#### WORK INSTRUCTIONS:
- 1) List every distinct XML element name that appears in the sample markup of the XSLT filename question.
- 2) Proceed with the XSLT filename question, writing on from the point at which it stops.

#### QUOTED TEXT:
--------------------------------

XSLT: extract filename without extension

Question

I would like to extract file name without extension from an url:

<XML>
 <ITEM>
   <IMGURL>https://imgurl.com/1240000101.jpeg</IMGURL>
 </ITEM> 
 <ITEM>
   <IMGURL>https://imgurl.com/1255500101.jpeg</IMGURL>
 </ITEM> 
</XML>

I searched, but I found only methods for extracting filename with extension "1240000101.jpeg". I would like to output the filename only without any extension.

--------------------------------

Object location annotation data:
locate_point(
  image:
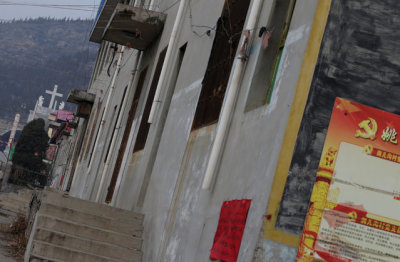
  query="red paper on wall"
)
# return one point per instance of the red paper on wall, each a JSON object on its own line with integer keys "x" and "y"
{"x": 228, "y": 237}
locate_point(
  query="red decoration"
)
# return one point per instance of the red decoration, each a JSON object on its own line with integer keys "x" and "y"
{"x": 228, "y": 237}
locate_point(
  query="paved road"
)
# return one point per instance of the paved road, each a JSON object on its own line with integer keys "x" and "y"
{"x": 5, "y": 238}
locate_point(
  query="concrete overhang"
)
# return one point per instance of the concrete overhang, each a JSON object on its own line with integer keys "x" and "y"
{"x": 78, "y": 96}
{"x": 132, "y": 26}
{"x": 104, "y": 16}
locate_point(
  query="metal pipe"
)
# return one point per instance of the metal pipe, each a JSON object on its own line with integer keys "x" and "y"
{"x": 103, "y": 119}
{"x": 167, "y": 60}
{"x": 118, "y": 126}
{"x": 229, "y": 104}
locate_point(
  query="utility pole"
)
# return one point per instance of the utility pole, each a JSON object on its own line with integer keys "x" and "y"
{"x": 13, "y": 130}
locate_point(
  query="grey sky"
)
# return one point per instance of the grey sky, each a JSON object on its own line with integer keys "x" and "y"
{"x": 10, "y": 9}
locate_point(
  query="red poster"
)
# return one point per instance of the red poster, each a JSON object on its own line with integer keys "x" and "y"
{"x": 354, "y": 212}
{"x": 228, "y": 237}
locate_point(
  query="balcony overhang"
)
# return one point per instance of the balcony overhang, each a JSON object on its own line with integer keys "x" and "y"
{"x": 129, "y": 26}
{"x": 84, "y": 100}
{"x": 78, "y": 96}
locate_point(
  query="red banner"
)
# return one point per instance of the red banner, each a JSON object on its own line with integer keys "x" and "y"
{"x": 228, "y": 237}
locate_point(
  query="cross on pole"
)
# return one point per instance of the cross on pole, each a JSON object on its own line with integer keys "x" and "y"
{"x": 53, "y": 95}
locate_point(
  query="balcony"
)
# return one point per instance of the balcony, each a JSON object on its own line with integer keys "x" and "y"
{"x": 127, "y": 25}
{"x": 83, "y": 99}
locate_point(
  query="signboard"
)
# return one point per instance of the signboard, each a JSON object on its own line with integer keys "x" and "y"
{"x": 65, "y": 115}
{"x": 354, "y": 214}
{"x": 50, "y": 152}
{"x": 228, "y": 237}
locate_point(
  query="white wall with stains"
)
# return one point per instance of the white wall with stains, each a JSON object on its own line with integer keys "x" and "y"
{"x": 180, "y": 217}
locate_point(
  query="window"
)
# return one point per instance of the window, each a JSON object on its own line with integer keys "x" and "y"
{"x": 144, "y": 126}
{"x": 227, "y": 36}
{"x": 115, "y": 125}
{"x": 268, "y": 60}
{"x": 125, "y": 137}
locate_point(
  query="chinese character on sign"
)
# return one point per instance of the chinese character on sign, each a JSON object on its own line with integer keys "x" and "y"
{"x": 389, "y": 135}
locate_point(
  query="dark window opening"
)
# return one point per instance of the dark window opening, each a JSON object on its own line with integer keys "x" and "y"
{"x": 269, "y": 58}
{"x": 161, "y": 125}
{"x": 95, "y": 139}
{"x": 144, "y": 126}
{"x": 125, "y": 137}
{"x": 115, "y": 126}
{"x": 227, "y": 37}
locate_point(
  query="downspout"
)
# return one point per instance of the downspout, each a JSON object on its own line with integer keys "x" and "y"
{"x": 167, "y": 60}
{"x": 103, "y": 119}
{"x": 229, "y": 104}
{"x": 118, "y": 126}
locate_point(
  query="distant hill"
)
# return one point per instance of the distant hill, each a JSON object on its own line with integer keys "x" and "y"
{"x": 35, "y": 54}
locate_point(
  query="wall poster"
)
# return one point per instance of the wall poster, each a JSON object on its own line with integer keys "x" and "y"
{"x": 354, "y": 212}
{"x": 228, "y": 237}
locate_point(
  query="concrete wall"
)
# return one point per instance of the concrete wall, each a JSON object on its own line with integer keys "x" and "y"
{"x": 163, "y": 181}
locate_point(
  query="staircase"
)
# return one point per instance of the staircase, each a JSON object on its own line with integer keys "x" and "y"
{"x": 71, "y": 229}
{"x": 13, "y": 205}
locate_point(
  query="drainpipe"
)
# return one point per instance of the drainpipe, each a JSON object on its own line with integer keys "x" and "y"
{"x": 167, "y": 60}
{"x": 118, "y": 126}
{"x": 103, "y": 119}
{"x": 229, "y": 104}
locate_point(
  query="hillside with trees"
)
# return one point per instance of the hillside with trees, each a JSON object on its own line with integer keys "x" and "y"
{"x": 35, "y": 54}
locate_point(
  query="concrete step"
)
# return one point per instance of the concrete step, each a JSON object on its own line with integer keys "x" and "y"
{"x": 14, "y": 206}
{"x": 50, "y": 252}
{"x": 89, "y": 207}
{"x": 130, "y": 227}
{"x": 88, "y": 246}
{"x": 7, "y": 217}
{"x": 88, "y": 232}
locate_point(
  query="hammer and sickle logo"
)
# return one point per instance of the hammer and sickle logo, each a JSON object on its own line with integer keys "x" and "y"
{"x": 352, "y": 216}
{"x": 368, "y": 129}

--------------------------------

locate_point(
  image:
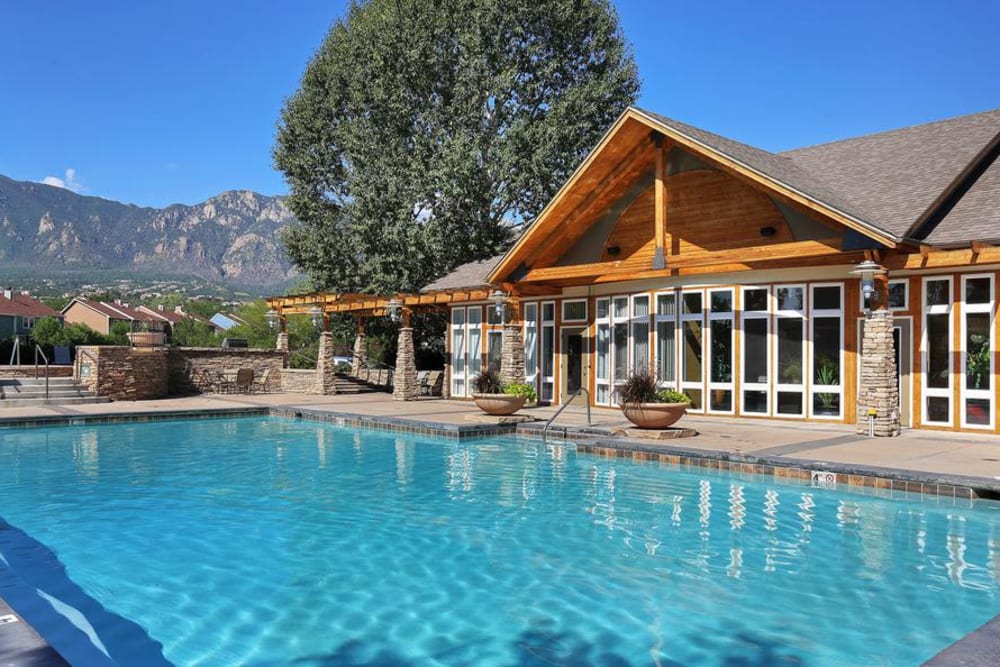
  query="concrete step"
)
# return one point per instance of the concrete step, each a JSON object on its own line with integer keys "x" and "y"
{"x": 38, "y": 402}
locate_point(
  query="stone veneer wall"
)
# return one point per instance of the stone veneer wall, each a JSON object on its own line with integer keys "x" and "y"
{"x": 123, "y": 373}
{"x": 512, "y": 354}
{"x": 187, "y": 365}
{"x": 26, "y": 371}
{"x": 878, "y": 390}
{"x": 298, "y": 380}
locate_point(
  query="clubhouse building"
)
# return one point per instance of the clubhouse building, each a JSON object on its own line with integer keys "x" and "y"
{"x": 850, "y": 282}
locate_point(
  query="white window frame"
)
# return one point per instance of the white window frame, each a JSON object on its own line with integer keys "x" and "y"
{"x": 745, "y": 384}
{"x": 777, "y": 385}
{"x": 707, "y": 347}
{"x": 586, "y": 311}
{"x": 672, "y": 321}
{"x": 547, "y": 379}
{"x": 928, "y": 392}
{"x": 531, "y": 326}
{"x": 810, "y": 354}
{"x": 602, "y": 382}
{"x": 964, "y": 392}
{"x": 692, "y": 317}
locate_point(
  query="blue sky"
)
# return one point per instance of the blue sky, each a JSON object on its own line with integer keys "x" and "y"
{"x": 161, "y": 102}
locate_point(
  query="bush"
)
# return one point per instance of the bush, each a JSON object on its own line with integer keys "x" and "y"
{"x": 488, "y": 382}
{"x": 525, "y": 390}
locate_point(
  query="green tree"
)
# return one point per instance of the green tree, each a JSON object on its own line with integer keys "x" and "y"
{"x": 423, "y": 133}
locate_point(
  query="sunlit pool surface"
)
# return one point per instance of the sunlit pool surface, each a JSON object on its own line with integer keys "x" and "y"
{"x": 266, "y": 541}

--------------------------------

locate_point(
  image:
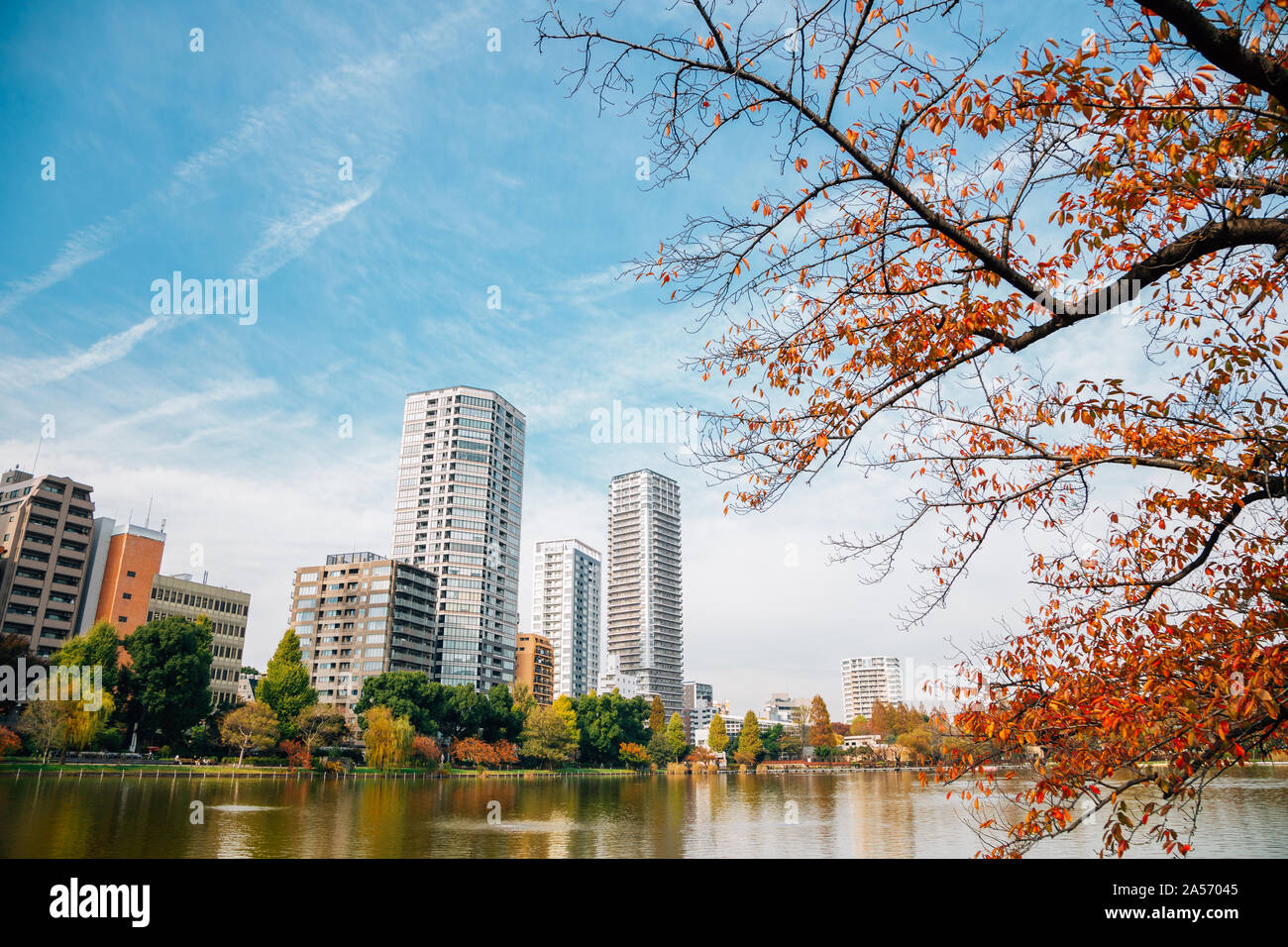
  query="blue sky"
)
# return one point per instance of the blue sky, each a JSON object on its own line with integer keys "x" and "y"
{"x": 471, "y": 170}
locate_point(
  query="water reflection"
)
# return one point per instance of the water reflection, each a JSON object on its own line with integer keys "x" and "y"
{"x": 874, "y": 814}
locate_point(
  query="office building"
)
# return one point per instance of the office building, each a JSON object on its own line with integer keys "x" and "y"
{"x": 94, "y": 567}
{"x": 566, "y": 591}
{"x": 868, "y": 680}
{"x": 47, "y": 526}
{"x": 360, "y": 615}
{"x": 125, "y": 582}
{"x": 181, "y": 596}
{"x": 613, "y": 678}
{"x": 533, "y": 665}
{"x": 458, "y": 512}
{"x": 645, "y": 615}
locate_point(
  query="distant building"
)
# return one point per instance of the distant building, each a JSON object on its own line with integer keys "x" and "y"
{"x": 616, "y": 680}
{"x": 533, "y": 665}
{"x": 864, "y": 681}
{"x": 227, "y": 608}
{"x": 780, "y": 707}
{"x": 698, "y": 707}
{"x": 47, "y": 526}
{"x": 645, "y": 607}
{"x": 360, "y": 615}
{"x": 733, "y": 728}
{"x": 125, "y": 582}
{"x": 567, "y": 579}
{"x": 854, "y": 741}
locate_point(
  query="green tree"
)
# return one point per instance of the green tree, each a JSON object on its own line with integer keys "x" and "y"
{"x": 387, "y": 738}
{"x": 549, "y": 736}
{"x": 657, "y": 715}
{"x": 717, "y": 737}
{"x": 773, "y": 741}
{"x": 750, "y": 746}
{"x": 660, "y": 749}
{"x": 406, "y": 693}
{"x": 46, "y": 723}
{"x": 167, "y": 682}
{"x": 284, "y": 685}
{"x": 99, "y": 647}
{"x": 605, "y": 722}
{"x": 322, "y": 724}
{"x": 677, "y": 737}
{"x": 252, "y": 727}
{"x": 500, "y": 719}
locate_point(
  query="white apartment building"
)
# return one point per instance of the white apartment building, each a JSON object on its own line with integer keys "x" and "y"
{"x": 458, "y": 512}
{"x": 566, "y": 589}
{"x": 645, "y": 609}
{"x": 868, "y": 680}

--------------------------------

#### ANSWERS TO THE EXERCISES:
- 1) XML, ITEM, IMGURL

- 2)
Example output:

1240000101
1255500101

I already tried to write this XSLT:

<xsl:stylesheet version="2.0" xmlns:xsl="http://www.w3.org/1999/XSL/Transform">  
<xsl:output method="text" omit-xml-declaration="yes" />

<xsl:template match="XML">
        <xsl:for-each select="ITEM">
        <xsl:value-of select="IMGURL" />
       <xsl:text>&#xa;</xsl:text>
      </xsl:for-each>
</xsl:template>

</xsl:stylesheet>

This extracts the whole URL. I found a working regex which captures the filename only: ([^\/]+)(?=\.\w+$), this would be great, but I don't know how to combine with code above. Can you point me to the right direction?

Answer 1

How about:

XSLT 2.0

<xsl:stylesheet version="2.0"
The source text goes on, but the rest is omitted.